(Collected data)
::::::::::
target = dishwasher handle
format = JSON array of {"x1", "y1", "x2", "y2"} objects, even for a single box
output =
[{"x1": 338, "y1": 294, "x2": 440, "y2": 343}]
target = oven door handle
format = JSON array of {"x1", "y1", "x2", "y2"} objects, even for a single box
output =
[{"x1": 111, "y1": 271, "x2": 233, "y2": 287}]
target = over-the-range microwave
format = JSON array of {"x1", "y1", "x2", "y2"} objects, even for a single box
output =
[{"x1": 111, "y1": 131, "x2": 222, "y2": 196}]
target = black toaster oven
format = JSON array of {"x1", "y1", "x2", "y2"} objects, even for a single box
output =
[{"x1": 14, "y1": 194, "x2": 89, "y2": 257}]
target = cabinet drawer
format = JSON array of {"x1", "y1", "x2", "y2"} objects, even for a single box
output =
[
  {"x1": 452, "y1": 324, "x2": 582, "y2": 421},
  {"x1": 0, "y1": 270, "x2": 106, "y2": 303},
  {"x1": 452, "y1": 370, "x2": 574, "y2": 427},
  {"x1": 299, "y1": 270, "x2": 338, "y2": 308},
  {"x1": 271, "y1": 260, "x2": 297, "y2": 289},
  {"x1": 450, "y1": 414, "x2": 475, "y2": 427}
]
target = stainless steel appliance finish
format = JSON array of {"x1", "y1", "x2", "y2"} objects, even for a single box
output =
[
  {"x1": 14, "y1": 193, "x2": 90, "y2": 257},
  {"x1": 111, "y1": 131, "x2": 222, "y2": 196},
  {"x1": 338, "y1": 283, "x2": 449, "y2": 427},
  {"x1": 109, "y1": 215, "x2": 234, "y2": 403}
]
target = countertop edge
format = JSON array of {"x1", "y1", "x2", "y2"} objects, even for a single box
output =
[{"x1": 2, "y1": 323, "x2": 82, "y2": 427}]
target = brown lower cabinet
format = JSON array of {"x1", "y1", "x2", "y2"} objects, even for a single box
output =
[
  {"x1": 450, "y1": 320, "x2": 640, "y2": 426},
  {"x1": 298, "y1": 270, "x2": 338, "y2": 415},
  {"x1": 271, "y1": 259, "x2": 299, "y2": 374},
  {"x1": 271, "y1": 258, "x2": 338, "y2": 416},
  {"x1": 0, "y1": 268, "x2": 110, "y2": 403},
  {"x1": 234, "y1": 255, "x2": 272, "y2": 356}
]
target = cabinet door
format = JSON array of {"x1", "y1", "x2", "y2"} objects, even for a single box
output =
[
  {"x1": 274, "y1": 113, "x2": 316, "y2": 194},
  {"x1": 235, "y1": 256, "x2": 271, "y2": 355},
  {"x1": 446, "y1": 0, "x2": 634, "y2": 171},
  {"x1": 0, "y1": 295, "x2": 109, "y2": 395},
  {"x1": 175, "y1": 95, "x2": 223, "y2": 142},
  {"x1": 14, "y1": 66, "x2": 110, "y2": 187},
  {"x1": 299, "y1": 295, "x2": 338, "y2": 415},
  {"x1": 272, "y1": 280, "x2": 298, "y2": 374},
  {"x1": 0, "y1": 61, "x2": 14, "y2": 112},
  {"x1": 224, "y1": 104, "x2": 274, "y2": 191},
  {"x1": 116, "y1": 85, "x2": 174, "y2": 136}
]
::::::::::
▶ TASK DIRECTIONS: From the line holding "target = cabinet door" to the last line of the records, quote each line exactly and add nothing.

▶ WORKED SOLUTION:
target = cabinet door
format = JSON array of {"x1", "y1", "x2", "y2"} objects, even for a single box
output =
[
  {"x1": 274, "y1": 113, "x2": 316, "y2": 194},
  {"x1": 235, "y1": 256, "x2": 271, "y2": 355},
  {"x1": 446, "y1": 0, "x2": 634, "y2": 171},
  {"x1": 0, "y1": 295, "x2": 109, "y2": 395},
  {"x1": 175, "y1": 95, "x2": 223, "y2": 142},
  {"x1": 14, "y1": 66, "x2": 110, "y2": 187},
  {"x1": 299, "y1": 295, "x2": 338, "y2": 415},
  {"x1": 272, "y1": 280, "x2": 298, "y2": 374},
  {"x1": 0, "y1": 61, "x2": 14, "y2": 112},
  {"x1": 224, "y1": 104, "x2": 274, "y2": 191},
  {"x1": 116, "y1": 85, "x2": 174, "y2": 136}
]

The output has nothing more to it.